## CONSEGNE
• a. Nel brano sul franco svizzero, quale percentuale del suo valore rispetto al franco ha perso lo yen giapponese negli ultimi dieci anni?
• b. Ripeti parola per parola la parte del brano sul franco svizzero che va da "Se si prende" giù fino a "per i turisti.".

## BRANO FORNITO
-=-=-

ZURIGO (awp/ats) - Malgrado la forza del franco - che ha toccato nuovi massimi sulla scia del conflitto in Medio Oriente - per gli svizzeri le vacanze all'estero non sono necessariamente più a buon mercato: quello che conta infatti non è solo il corso di cambio, ma anche il rapporto fra i poteri d'acquisto nei vari paesi, spiega oggi Cash. Detto questo, chi oggi vuole approfittare del super-franco potrebbe puntare su una meta peraltro non vicinissima: il Giappone.

Banche e broker, ricorrendo a computer, analisti e trader, speculano ogni minuto con somme enormi sui mercati dei cambi, ricorda il portale finanziario zurighese. La negoziazione è sempre più dominata da algoritmi che realizzano profitti sfruttando le più piccole fluttuazioni di prezzo. Il mercato in questione è popolare tra gli speculatori proprio perché è possibile scommettere sulle variazioni di prezzo in un contesto molto liquido e con un'ampia leva finanziaria.

Al di là delle negoziazioni speculative, che possono portare a forti fluttuazioni a breve termine, le valute seguono però anche tendenze macroeconomiche di lungo periodo. I vantaggi della Svizzera si riflettono nei guadagni a lungo termine del franco rispetto alle principali valute mondiali: ad esempio lo yen giapponese ha perso il 43% del suo valore nei confronti della moneta elvetica negli ultimi dieci anni, il dollaro australiano ha lasciato sul terreno il 32%, la sterlina britannica il 26%, il dollaro canadese il 25%, l'euro il 22%, mentre il dollaro americano solo lo 0,2%.

Se si prende in considerazione la lira turca la flessione è addirittura del 93%. Ma chi sulla base di questo dato dovesse concludere che le vacanze nella nazione a cavallo fra Europa e Asia siano diventate nettamente più a buon mercato si sbaglierebbe di grosso: nel paese di Recep Tayyip Erdogan l'inflazione rimane superiore al 50%, cosa che rende beni e servizi enormemente più cari anche per i turisti.

Al centro dei ragionamenti - osserva Cash - va posta la parità del potere d'acquisto: essa esiste fra due aree geografiche quando i beni e i servizi di un paniere possono essere acquistati per la stessa somma di denaro. La differenza fra questo concetto e il tasso di cambio è esemplificato dall'esempio della Gran Bretagna. Un viaggio a Londra non è certamente diventato più economico negli ultimi 40 anni, malgrado negli anni 80 la sterlina valesse 2,40 franchi, mentre oggi è scambiata a 1,10. Questo perché una camera in un albergo di classe media che a suo tempo costava 100 sterline a notte oggi è prenotabile solo a 200 sterline.

-=-=-

## DATI FORNITI
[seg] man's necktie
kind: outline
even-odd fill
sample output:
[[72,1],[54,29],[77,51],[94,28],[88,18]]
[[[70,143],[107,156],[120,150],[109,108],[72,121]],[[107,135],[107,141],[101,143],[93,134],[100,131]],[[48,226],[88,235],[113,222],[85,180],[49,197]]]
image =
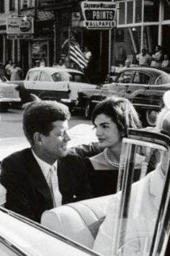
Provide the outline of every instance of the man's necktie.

-=-=-

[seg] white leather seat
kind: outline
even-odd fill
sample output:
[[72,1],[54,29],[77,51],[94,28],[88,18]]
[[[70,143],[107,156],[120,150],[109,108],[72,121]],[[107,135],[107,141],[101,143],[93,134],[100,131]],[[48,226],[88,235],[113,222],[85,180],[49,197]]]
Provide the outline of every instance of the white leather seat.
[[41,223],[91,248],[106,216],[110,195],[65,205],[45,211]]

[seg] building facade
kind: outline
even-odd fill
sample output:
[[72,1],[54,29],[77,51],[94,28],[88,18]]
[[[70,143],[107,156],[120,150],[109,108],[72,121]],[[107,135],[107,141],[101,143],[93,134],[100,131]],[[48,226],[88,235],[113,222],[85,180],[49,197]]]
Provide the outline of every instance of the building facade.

-=-=-

## RISPOSTE
• a. Il 43%.

• b.
Se si prende in considerazione la lira turca la flessione è addirittura del 93%. Ma chi sulla base di questo dato dovesse concludere che le vacanze nella nazione a cavallo fra Europa e Asia siano diventate nettamente più a buon mercato si sbaglierebbe di grosso: nel paese di Recep Tayyip Erdogan l'inflazione rimane superiore al 50%, cosa che rende beni e servizi enormemente più cari anche per i turisti.